Required work
Copy the records below exactly, leaving out any pictures.

(Stored data entries)
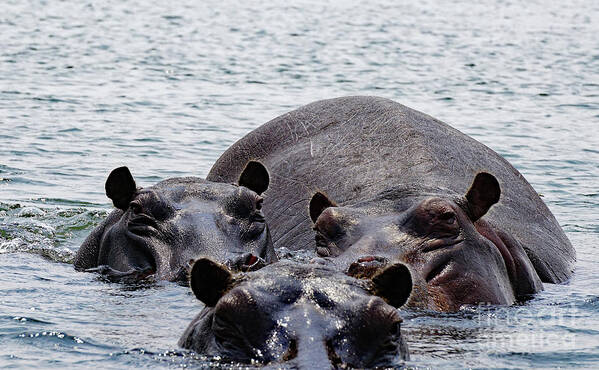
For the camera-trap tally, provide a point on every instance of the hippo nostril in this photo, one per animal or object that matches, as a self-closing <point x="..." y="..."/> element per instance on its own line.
<point x="251" y="260"/>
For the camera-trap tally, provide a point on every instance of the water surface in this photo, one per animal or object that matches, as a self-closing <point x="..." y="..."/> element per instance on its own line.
<point x="165" y="88"/>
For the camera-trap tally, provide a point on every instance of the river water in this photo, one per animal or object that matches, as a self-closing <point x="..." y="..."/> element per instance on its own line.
<point x="166" y="87"/>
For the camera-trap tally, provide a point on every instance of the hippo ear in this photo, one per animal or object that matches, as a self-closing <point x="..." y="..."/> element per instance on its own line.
<point x="209" y="281"/>
<point x="255" y="177"/>
<point x="393" y="284"/>
<point x="120" y="187"/>
<point x="483" y="193"/>
<point x="318" y="204"/>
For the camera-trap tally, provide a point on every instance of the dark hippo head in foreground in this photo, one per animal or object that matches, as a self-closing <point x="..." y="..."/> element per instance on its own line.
<point x="308" y="316"/>
<point x="456" y="258"/>
<point x="159" y="229"/>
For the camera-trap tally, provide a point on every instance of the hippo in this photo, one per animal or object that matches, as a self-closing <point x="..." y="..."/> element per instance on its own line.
<point x="156" y="231"/>
<point x="302" y="315"/>
<point x="365" y="181"/>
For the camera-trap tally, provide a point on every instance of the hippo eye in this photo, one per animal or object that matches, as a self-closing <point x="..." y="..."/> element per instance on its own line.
<point x="448" y="217"/>
<point x="135" y="207"/>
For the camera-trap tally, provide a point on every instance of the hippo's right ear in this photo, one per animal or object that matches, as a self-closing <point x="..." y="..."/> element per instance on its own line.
<point x="393" y="284"/>
<point x="120" y="187"/>
<point x="483" y="193"/>
<point x="318" y="204"/>
<point x="209" y="281"/>
<point x="255" y="177"/>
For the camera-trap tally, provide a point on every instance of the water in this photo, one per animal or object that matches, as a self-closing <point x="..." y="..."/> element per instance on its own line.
<point x="166" y="87"/>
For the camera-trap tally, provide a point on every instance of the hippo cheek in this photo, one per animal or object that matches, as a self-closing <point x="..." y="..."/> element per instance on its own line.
<point x="460" y="278"/>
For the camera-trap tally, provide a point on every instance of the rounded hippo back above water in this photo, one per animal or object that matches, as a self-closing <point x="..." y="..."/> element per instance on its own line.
<point x="158" y="230"/>
<point x="369" y="164"/>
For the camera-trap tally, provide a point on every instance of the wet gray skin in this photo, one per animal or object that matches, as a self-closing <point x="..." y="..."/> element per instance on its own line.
<point x="156" y="231"/>
<point x="298" y="315"/>
<point x="387" y="165"/>
<point x="456" y="257"/>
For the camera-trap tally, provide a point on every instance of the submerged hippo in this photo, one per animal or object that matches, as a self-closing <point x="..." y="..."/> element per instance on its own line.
<point x="308" y="316"/>
<point x="157" y="230"/>
<point x="381" y="182"/>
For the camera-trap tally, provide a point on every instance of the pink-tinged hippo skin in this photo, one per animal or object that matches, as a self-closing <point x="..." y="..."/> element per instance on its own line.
<point x="156" y="231"/>
<point x="365" y="181"/>
<point x="302" y="316"/>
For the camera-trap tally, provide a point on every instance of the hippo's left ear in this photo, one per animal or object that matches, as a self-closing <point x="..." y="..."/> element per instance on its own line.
<point x="209" y="281"/>
<point x="255" y="177"/>
<point x="120" y="187"/>
<point x="393" y="284"/>
<point x="318" y="204"/>
<point x="483" y="193"/>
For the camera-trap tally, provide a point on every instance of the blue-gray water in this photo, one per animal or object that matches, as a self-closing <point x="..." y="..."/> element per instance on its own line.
<point x="165" y="87"/>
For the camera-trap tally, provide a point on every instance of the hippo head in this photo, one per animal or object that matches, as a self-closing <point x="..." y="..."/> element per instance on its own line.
<point x="159" y="229"/>
<point x="306" y="315"/>
<point x="456" y="258"/>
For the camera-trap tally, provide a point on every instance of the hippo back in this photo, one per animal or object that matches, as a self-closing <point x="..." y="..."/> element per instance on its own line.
<point x="353" y="148"/>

Reply to the exercise
For the camera-trap tally, provide a point on every instance of the hippo nostril in this photo, one per animal or object that matches, as a self-closing <point x="..." y="..."/> element per instance on its own line.
<point x="251" y="260"/>
For the camera-trap tally, provide a point on every instance of the water surface in this photo, one per animal or object that matches, as a self-closing <point x="..." y="..."/> element per instance on its own line.
<point x="165" y="88"/>
For the camera-trap tally, provide a point on every instance of the river water in this photo, one per animal or object that matches, as a self-closing <point x="..." y="..."/> element per instance on its own line.
<point x="166" y="87"/>
For the camera-trap tally, provide a point on every instance of the hippo ear in this photo, one per animal or object that matches, as a self-closing <point x="..." y="..."/> element per instance on its own line.
<point x="209" y="281"/>
<point x="255" y="177"/>
<point x="393" y="284"/>
<point x="120" y="187"/>
<point x="483" y="193"/>
<point x="318" y="204"/>
For the camera-trap tally, provide a point on every instance of the dark hippo head in foreground in this photo, one per animal or object that matches, as a self-closing <point x="..." y="..."/> element per instance on its own line.
<point x="308" y="316"/>
<point x="456" y="258"/>
<point x="159" y="229"/>
For the camera-trap tally, provide a point on every instance of the hippo in this photo, one per animal or object that matches, as a self-closing <point x="..." y="..."/> element per instance on its own line.
<point x="156" y="231"/>
<point x="302" y="315"/>
<point x="365" y="181"/>
For the camera-trap tally, provide a point on every instance of the hippo eye in this photo, one per animal or object that matches, as a self-closing <point x="..." y="..."/> element per instance on its own line.
<point x="448" y="217"/>
<point x="135" y="207"/>
For the camera-trap tally, provide a point on every instance of the hippo's right ear in this photo, one per animal or object that matches, as a self-closing <point x="..." y="..."/> element per instance on its own line.
<point x="393" y="284"/>
<point x="120" y="187"/>
<point x="483" y="193"/>
<point x="318" y="204"/>
<point x="209" y="281"/>
<point x="255" y="177"/>
For the camera-trap tally, provide a point on every instance of the water in this photo, one per animal or object that matches, as a self-closing <point x="..." y="..."/> element per instance on its own line.
<point x="166" y="87"/>
For the camera-trap tally, provide a point on every instance of the hippo cheek in this photo, one per animal or object that matches, as a self-closing <point x="..." y="..."/> element per instance on its own line.
<point x="460" y="278"/>
For the camera-trap tally, provide a point on every instance of the rounded hippo back above water in this photo, one per animal or object that matches, as a self-closing <point x="..." y="..."/> element per instance on its own line.
<point x="158" y="230"/>
<point x="369" y="164"/>
For the camera-trap tally, provide a point on every instance of the wet gray skin in this photo, one per animal or object that matches, as a self-closing <point x="..." y="..."/> element per instance on its own line.
<point x="156" y="231"/>
<point x="298" y="315"/>
<point x="387" y="165"/>
<point x="456" y="257"/>
For the camera-trap tally, provide a point on every instance of the submerged hippo in this photo, one per animal or object that matches, as a self-closing <point x="..." y="..."/> element per instance on its own line.
<point x="308" y="316"/>
<point x="157" y="230"/>
<point x="381" y="182"/>
For the camera-trap tally, provide a point on every instance of the pink-tinged hippo skin in this photo, one per animal or object that matches, as a self-closing <point x="..." y="..."/> element per instance on its own line.
<point x="156" y="231"/>
<point x="365" y="181"/>
<point x="302" y="316"/>
For the camera-trap tally, provide a point on every instance of the hippo's left ear in this photo, one per animal or object that matches, as a self-closing <point x="..." y="..."/> element per instance on its own line.
<point x="209" y="281"/>
<point x="255" y="177"/>
<point x="120" y="187"/>
<point x="393" y="284"/>
<point x="318" y="204"/>
<point x="483" y="193"/>
For the camera-trap tally, provide a point on every instance of the blue-gray water in this photo, one per animal or object that matches, as a self-closing <point x="..." y="..."/> element per instance on its own line.
<point x="165" y="87"/>
For the camera-trap tally, provide a point on every instance of the hippo head in this photo, one per animal or object that matches, as a self-closing <point x="..." y="..."/> element per instance on its own line.
<point x="159" y="229"/>
<point x="306" y="315"/>
<point x="456" y="258"/>
For the camera-trap tally, provide a point on every instance of the hippo back in this photo, one per animal or object that matches, as a self-closing <point x="..." y="..."/> element per instance on its own line.
<point x="353" y="148"/>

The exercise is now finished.